Natural-language object grounding data
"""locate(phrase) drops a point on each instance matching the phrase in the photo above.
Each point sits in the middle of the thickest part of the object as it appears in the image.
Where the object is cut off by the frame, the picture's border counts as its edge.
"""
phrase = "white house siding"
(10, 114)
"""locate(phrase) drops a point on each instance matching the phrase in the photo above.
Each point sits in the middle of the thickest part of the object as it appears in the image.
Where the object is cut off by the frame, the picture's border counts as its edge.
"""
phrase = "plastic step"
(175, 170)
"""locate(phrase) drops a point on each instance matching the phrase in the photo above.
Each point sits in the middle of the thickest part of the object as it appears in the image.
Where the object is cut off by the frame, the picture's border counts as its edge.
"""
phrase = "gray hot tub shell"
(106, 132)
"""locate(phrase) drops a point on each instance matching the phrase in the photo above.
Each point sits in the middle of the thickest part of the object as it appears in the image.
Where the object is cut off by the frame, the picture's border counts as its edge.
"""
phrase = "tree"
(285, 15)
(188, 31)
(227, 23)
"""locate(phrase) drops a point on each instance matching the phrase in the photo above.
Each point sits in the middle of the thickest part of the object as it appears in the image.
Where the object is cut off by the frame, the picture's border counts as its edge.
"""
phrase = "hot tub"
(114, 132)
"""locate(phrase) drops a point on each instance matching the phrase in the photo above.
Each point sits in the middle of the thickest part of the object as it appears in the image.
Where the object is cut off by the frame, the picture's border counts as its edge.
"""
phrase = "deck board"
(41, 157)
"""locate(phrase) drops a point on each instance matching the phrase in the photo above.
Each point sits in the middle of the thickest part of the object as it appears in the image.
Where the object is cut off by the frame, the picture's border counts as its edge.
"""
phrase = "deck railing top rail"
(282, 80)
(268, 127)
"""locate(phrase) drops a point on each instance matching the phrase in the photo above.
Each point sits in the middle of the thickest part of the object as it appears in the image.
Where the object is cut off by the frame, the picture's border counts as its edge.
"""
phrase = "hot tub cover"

◆ **HOW TO COMPLETE THIS TASK**: All of the records above should be transcribed exactly.

◆ **RESULT OF THIS TASK**:
"""locate(phrase) drops a point on each instance matching the phrase in the photo above.
Each point sits in the middle of the thickest part of the object as it appears in the image.
Where the object is cut off by the frame, the picture's border counts as its edge.
"""
phrase = "white house siding"
(10, 114)
"""locate(phrase) drops a point on each instance matching the phrase in the photo above.
Each point sits in the middle of the thickest part of the object as it appears in the image.
Where the object is cut off by the frame, the picture's border counts as its edge.
"""
phrase = "plastic step"
(175, 170)
"""locate(phrase) drops a point on each instance matching the phrase in the photo above.
Each point sits in the middle of the thickest part of the object as it appears in the image.
Where the object is cut off by the frame, the picture's border counts as its edge.
"""
phrase = "gray hot tub shell"
(106, 132)
"""locate(phrase) drops a point on each instance matching the phrase in the photo above.
Each point sits in the middle of the thickest part of the object as it appears in the image.
Where the object is cut off by the frame, the picture's border counts as its edge.
"""
phrase = "tree"
(285, 15)
(188, 31)
(227, 23)
"""locate(phrase) drops a point on each instance matching the phrase in the photo above.
Each point sits in the middle of the thickest part of the object as it appears in the image.
Where the object is cut off by the frame, the picture's border counts as its edge.
"""
phrase = "hot tub"
(114, 132)
"""locate(phrase) drops a point on each instance matching the phrase in the photo above.
Each point sits in the middle of the thickest part of the object as it appears in the image.
Where the object is cut off by the frame, the picture's border counts as its edge.
"""
phrase = "deck board"
(41, 157)
"""locate(phrase) drops a point on each instance matching the phrase in the photo above.
Each point sits in the middle of the thickest part of the object as it appears in the image.
Where the object is cut off by the frame, the picture's border counts as its edge.
"""
phrase = "deck railing top rail"
(282, 80)
(268, 127)
"""locate(phrase) drops a point on each instance matching the phrase in the photo above.
Each point sits in the middle of the thickest part of the object as it appears in the image.
Where the object is cut off by the frame, the picture's border counts as its edge.
"""
phrase = "hot tub cover"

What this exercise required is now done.